=== RECORDS FOR THIS EXERCISE ===

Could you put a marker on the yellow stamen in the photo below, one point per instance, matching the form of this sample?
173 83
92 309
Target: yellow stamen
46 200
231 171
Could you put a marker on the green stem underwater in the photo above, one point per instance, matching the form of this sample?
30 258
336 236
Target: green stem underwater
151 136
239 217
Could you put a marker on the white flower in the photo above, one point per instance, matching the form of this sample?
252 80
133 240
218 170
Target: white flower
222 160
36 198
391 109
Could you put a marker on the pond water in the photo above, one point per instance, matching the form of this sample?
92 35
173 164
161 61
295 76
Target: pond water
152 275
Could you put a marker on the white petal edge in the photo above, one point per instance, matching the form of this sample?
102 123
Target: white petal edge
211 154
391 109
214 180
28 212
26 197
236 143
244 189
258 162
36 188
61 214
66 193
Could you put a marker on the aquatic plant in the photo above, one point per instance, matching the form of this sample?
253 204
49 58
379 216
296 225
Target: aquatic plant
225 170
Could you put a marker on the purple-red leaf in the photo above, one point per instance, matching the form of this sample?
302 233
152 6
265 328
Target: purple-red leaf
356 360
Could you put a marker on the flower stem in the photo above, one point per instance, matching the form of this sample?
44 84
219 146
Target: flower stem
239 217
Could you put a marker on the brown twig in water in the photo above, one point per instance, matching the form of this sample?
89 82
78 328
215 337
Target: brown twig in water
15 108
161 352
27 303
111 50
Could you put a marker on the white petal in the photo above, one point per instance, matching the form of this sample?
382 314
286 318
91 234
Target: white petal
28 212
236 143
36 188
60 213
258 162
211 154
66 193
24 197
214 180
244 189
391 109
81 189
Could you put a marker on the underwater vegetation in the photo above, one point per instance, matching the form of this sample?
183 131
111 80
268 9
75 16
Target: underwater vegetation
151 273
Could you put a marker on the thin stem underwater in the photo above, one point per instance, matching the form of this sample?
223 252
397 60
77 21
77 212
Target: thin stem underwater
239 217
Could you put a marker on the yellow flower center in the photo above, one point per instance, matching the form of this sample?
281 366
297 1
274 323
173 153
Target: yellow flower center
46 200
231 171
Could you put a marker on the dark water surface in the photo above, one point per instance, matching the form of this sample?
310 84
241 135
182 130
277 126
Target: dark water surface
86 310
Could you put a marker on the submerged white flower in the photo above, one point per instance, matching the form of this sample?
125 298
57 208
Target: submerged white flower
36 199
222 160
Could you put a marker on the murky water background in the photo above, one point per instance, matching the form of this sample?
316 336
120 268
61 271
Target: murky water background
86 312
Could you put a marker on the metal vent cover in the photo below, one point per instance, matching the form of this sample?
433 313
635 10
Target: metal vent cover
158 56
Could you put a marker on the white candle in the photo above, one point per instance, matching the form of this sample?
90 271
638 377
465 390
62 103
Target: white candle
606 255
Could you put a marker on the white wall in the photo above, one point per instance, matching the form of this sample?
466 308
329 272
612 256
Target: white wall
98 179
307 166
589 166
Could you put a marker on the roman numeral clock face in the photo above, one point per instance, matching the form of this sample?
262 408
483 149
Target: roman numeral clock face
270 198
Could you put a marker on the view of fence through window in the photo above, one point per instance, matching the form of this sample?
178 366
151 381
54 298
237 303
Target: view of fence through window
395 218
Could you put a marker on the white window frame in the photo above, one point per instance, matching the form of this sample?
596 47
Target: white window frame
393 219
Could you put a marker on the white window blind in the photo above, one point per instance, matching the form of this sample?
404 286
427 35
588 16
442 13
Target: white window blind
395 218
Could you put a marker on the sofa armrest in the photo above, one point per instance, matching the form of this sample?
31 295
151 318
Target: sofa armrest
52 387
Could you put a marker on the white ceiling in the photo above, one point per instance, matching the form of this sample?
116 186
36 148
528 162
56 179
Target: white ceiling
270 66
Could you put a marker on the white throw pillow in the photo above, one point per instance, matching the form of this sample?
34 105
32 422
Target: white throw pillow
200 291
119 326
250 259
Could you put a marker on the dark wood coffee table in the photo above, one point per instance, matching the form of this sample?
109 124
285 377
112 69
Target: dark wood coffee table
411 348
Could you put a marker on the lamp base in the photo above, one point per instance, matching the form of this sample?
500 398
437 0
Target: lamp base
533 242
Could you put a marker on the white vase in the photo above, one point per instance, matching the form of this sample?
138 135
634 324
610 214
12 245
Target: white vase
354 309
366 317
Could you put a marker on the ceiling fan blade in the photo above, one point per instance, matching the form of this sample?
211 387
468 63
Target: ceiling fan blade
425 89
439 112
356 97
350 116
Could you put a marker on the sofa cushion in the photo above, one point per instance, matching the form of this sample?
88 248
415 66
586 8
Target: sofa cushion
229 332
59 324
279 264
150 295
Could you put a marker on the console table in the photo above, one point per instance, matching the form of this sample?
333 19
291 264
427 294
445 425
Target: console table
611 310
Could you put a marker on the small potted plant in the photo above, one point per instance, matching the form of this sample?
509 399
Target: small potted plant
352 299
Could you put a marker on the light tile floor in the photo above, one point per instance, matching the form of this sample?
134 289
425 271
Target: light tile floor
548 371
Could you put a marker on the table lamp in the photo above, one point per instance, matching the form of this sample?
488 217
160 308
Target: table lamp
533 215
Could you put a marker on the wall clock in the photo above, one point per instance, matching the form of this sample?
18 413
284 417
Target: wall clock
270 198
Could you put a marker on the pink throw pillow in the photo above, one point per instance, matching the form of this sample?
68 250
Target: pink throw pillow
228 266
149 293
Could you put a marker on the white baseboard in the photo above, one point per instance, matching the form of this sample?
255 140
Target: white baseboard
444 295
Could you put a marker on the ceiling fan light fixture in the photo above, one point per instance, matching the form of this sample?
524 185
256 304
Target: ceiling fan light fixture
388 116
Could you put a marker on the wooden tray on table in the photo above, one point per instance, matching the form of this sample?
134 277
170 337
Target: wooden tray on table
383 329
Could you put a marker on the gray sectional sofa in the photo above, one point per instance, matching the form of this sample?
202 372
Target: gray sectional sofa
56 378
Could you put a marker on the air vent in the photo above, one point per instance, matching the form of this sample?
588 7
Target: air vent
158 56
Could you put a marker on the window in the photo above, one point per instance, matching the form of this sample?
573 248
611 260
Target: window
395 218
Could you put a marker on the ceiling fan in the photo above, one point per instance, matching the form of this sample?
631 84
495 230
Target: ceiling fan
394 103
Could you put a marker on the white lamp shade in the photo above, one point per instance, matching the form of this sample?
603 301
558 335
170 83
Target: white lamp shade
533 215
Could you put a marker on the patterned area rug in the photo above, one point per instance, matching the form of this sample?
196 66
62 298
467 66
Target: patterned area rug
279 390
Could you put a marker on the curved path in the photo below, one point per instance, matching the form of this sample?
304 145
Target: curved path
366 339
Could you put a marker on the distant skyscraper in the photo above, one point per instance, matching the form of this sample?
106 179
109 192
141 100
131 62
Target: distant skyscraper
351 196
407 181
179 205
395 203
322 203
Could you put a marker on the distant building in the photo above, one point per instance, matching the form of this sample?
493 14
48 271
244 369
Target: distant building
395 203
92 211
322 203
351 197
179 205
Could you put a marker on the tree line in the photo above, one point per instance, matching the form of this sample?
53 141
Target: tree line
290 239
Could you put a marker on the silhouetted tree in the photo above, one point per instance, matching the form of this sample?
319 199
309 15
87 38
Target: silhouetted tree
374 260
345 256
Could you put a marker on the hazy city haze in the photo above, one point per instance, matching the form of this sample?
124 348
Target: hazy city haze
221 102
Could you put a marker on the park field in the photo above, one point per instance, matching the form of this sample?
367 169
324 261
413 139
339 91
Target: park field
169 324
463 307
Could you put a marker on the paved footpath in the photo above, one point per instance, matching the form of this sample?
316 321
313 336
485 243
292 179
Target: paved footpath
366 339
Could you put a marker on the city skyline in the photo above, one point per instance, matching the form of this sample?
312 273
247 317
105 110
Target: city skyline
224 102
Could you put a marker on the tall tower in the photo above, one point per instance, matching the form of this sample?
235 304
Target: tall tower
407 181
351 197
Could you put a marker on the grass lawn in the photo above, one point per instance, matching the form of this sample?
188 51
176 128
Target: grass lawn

===

STATED TASK
Write out exactly the lines of the entries above that run from the line containing "Could you put a marker on the paved" through the last line, including both.

THE SOLUTION
Could you put a marker on the paved footpath in the photo above, one point per instance, matching the form of this sample?
316 321
313 336
485 243
292 179
Target: paved footpath
366 339
Could you put a marker on the city skyline in the photo above, one point per instance, matching the form of this sample?
312 273
247 317
105 110
Target: city skyline
224 102
Could you put a marker on the tall tower in the photo above, one point per instance, matching the form of this sample?
235 304
Target: tall tower
407 181
351 197
Could you put a marker on the grass lawn in the photo above, one point per instance, matching the form of this sample?
188 51
176 128
Target: grass lawn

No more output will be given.